TÂCHES À FAIRE.
A: D'après l'extrait sur le Palais provincial d'Arlon, quelles constructions ont été ajoutées au palais par la suite ? Donnez-les toutes.
B: Selon l'extrait sur le Palais provincial d'Arlon, qui a dessiné ce palais ?

Le palais n’a quasiment pas été endommagé depuis sa création en 1845. Seul un incendie de toiture durant la Première Guerre mondiale est à déplorer.
Une chambre pour le Roi
Le Palais provincial d’Arlon a été dessiné par l’architecte montois Albert Jean-Baptiste Jamot qui, après des études à l’École Royale des Beaux-Arts de Paris, était devenu architecte de la ville d’Arlon. De style néoclassique, le palais a été construit avec des matériaux luxembourgeois (pierre d’Eischen) et belges (sables de Mussy et Latour, ardoises d’Herbeumont et de la Géripont). Il est composé, au rez-de-chaussée, de deux salons richement décorés et d’une salle d’apparat, pour les réceptions. A l’étage, on trouve les bureaux de l’administration et ceux du gouverneur, ainsi que les appartements privés de celui-ci. Dans cet ensemble, une chambre est également disponible pour le Roi lorsqu’il est de passage dans la région. « Léopold Ier y a logé au moins trois fois, relève Jean-Marie Triffaux. Le développement des transports fait que cette chambre a été de moins en moins utilisée au fil des ans… »
Par la suite, diverses extensions viendront compléter le palais. Des écuries, un garage, une conciergerie, mais aussi un bâtiment dans lequel siège le Conseil provincial seront ajoutés à cet ensemble qui n’a quasiment pas été endommagé depuis sa création. « Seul un incendie de toiture durant la Première Guerre mondiale est à déplorer. Pour le reste, le bâtiment n’a pas bougé, à l’exception des quelques rénovations, notamment celle de la salle du Conseil provincial il y une vingtaine d’années », précise l’historien.
© Mireille Neuberg
Un jalon du développement d’Arlon
Le Palais provincial, avec son parc arboré à l’arrière, n’est que l’un des bâtiments qui seront construits tout au long du XIXe siècle afin de doter le nouveau chef-lieu des infrastructures lui permettant d’assumer son statut. « En 1839, du jour au lendemain, toutes les administrations débarquent à Arlon : écoles, armée, fonctionnaires provinciaux… Il fallait offrir à toutes ces personnes un cadre de travail adéquat. La plus grande entreprise urbanistique qu’ait connu la ville sera ainsi menée à cette époque », explique Jean-Marie Triffaux.
Parmi ces autres bâtiments, on peut relever le Palais de Justice, construit sur la place Léopold à partir de 1864, ainsi que des constructions privées qui finiront de ceindre la place, comme le bâtiment de la Banque nationale de Belgique (1881) et celui de l’Hôtel des Postes (1892). Pour accueillir les nombreux voyageurs rejoignant la ville par le train, une nouvelle gare sera construite en 1884.
Ces développements urbanistiques ont permis à la Ville d’Arlon de croître pour devenir la plus importante, en population, de la Province de Luxembourg. Aujourd’hui, on y compte en effet cinq fois plus d’habitants qu’en 1830.

Éléments conservés d'une collection.
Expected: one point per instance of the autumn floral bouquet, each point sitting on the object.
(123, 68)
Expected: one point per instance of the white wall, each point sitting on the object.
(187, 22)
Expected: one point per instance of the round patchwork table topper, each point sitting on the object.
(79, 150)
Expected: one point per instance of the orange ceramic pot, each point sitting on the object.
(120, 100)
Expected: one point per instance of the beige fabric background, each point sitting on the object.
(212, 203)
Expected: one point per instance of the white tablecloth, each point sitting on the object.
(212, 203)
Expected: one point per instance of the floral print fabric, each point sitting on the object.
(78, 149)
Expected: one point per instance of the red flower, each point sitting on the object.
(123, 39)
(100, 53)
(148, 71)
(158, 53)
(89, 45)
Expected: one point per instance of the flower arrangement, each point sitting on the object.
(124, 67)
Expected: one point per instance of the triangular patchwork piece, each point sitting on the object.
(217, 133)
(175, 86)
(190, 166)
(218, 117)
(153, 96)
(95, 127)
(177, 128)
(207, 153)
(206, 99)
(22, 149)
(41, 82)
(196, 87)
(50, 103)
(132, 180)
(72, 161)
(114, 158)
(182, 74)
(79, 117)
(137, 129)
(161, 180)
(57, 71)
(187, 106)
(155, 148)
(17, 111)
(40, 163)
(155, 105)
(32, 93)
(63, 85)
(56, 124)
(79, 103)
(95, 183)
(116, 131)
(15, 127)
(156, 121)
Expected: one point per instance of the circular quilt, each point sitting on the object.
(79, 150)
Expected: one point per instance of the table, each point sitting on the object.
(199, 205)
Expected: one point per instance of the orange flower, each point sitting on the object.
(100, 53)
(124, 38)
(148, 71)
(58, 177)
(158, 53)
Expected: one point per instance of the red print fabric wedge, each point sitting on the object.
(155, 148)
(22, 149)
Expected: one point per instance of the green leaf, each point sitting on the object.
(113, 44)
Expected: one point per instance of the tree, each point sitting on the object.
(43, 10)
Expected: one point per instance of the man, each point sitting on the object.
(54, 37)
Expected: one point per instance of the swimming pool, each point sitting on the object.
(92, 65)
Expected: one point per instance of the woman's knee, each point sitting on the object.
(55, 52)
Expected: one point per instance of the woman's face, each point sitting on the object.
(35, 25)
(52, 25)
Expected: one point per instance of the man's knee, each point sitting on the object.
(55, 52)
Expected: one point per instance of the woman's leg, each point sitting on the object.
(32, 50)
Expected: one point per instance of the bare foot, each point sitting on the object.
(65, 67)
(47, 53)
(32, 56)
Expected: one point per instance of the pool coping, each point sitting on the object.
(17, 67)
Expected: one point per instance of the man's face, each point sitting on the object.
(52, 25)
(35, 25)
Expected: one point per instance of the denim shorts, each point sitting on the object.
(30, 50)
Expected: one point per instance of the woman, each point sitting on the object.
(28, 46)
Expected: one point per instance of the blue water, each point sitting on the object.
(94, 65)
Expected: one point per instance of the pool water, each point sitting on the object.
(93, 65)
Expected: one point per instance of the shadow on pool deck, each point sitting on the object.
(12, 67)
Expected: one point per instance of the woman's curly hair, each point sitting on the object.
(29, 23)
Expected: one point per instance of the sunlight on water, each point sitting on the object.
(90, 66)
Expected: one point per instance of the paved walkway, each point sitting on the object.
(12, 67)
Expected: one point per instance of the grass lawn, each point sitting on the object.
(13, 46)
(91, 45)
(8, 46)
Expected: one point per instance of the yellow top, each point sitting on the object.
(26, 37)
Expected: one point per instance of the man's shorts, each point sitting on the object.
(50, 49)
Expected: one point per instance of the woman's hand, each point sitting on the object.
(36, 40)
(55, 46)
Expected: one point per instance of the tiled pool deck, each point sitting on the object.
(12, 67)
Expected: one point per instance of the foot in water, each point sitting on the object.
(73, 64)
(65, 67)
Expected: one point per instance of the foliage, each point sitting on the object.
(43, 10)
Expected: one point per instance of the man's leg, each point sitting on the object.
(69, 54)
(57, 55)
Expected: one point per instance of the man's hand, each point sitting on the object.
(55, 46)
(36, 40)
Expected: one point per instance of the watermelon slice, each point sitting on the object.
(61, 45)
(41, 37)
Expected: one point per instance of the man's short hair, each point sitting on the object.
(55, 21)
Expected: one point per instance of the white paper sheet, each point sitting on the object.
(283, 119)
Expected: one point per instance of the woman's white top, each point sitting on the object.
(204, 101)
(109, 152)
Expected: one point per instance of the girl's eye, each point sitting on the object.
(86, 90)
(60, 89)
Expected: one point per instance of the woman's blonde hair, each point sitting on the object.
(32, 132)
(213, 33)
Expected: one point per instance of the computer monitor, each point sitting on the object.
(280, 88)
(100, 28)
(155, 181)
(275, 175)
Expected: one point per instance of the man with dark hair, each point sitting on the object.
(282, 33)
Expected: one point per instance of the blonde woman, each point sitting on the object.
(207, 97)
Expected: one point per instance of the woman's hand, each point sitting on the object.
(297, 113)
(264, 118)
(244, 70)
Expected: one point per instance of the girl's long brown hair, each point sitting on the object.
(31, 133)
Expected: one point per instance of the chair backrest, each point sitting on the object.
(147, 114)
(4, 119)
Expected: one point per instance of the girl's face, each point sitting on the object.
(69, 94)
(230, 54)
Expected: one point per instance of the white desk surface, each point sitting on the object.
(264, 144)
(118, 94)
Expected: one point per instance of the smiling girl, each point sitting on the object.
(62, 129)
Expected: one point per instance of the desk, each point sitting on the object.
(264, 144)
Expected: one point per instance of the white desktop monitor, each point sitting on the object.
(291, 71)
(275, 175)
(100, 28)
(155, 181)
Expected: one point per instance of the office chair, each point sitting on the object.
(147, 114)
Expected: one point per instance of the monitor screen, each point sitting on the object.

RÉPONSES PAR TÂCHE.
A: Des écuries, un garage, une conciergerie et un bâtiment où siège le Conseil provincial.

B: L'architecte montois Albert Jean-Baptiste Jamot.